PvGaLM is a novel privacy-preserving pipeline for relational learning. It provides decoupled training relation sampling paired with efficient tuple-level gradient clipping so that large pretrained models can be fine-tuned on graph data through DP-SGD with rigorous privacy guarantee.
We consider two specific use cases for private relational learning:
Cross-category recommendation: When launching new product lines, RecSys models often face the problem of lacking historical data for prediction (e.g., co-purchase), which can be alleviated by leveraging user purchase history of complementary categories, but these co-purchase relations contain sensitive user behaviors.
Cross-regional model deployment: Financial institutions operate in multiple locations, and their service models (e.g., fraud detection) are normally trained on transaction data collected from major markets and then deployed to multiple
regions after fine-tuning, but this practice is often challenged by regional data protection regulations.
HuggingFace: BERT.base, BERT.large, Llama2-7B, Llama2-13B
Tasks: Relation Prediction, Entity Classification
(Other versions may work but are untested)
- python >= 3.11
- pytorch >= 2.1.2
- transformers >= 4.23.0
- peft == 0.10.0
- opacus == 1.4.1
- Update conda:
conda update -n base -c defaults conda
- Install basic dependencies to the virtual environment and activate it:
conda env create -f environment_pyvacy.yml
conda activate pyvacy
conda create -n pyvacy python=3.11
pip install torch==2.1.2 torchvision==0.16.2 torchaudio==2.1.2 --index-url https://download.pytorch.org/whl/cu118
pip install transformers==4.39.3
pip install sentencepiece
pip install peft
pip install datasets
pip install evaluate
pip install opacus==1.4.1
pip install wandb
pip install pandas
pip install scikit-learn
To use Jupyter Notebook
conda install ipykernel
ipython kernel install --user --name=pyvacy
non-private fine-tuning on relational data
bash lp_train_galm.sh $GPU_ID $DATASET $BATCH_SIZE $MODEL
bash lp_train_galm.sh 0 sports 128 large
fine-tuning on relational data with DP
bash lp_train_pvgalm.sh $GPU_ID $DATASET $EPSILON $NOISE_SCALE $CLIPPING_NORM $BATCH_SIZE
bash lp_train_pvgalm.sh 0 mag_us -1 0.433 1 64
few-shot relation prediction
bash lp_train_pvgalm_fewshot.sh $GPU_ID $DATASET $BATCH_SIZE
bash lp_train_pvgalm_fewshot.sh 0 cloth 16
few-shot entity classification
bash nc_train_galm.sh $GPU_ID $DATASET $BATCH_SIZE
bash nc_train_galm.sh 0 mag_cn 128
Please follow the description in Appx. C to obtain the MAG and the AMAZ datasets.
Please cite our paper if you are interested in our work.
@inproceedings{
yin2024privately,
title={Privately Learning from Graphs with Applications in Fine-tuning Large Language Models},
author={Haoteng Yin and Rongzhe Wei and Eli Chien and Pan Li},
booktitle={Statistical Foundations of LLMs and Foundation Models (NeurIPS 2024 Workshop)},
year={2024},
}

────────────────

_Work to complete_:
Revise the PvGaLM text from the words "We consider two" through the words "sensitive user behaviors.", putting "recommender models" in place of "RecSys models". The listing that follows comes from a separate source.

_Provided material_:
────────────────

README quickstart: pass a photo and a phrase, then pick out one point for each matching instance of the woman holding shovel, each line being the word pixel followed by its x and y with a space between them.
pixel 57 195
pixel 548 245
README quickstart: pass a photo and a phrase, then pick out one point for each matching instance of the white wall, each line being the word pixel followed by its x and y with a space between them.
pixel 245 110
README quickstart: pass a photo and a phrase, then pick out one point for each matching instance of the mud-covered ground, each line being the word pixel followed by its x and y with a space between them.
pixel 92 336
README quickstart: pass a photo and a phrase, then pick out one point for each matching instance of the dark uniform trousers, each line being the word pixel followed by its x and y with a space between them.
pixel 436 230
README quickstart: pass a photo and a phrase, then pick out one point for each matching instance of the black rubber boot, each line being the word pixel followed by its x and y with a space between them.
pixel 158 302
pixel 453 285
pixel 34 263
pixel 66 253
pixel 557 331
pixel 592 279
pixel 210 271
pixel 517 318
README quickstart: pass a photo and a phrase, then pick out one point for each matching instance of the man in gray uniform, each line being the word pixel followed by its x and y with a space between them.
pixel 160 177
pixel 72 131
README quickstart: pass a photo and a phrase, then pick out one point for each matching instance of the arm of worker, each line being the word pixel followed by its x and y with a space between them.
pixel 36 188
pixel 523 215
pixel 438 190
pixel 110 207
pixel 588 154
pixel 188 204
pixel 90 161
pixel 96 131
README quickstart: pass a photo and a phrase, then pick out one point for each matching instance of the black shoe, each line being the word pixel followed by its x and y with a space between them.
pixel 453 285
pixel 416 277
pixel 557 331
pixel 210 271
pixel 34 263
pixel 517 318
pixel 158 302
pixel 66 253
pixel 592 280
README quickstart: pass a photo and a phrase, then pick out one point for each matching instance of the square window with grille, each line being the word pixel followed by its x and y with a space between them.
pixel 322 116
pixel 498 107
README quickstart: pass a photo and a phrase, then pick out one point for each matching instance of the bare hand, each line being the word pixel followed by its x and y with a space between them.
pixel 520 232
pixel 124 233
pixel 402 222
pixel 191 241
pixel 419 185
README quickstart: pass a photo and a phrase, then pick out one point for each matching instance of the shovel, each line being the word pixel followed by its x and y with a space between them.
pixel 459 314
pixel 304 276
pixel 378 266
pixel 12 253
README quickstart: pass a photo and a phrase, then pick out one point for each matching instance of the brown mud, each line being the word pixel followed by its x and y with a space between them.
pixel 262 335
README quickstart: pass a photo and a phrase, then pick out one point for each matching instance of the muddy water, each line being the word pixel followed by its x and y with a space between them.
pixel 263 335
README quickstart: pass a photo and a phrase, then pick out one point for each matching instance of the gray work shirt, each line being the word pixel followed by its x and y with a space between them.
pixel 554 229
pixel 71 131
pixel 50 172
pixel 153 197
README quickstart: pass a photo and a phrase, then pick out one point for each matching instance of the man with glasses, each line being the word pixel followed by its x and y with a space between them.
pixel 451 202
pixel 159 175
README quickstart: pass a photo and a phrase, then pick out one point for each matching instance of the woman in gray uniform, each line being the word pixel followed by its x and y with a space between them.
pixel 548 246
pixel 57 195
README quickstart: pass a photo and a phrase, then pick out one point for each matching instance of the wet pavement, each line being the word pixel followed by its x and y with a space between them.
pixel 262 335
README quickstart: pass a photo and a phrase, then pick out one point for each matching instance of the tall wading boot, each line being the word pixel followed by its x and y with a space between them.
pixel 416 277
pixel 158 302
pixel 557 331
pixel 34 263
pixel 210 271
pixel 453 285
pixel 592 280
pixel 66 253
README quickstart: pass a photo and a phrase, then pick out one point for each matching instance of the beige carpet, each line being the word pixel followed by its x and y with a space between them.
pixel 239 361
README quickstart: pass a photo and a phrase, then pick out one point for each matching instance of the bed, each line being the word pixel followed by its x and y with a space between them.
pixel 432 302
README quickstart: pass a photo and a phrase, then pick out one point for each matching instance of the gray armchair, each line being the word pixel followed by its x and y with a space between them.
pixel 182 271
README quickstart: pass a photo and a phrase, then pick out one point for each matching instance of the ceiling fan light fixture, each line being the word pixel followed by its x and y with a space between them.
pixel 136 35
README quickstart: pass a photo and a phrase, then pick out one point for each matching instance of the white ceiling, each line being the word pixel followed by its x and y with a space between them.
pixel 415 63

────────────────

_Your solution_:
We consider two specific use cases for private relational learning:
Cross-category recommendation: When launching new product lines, recommender models often face the problem of lacking historical data for prediction (e.g., co-purchase), which can be alleviated by leveraging user purchase history of complementary categories, but these co-purchase relations contain sensitive user behaviors.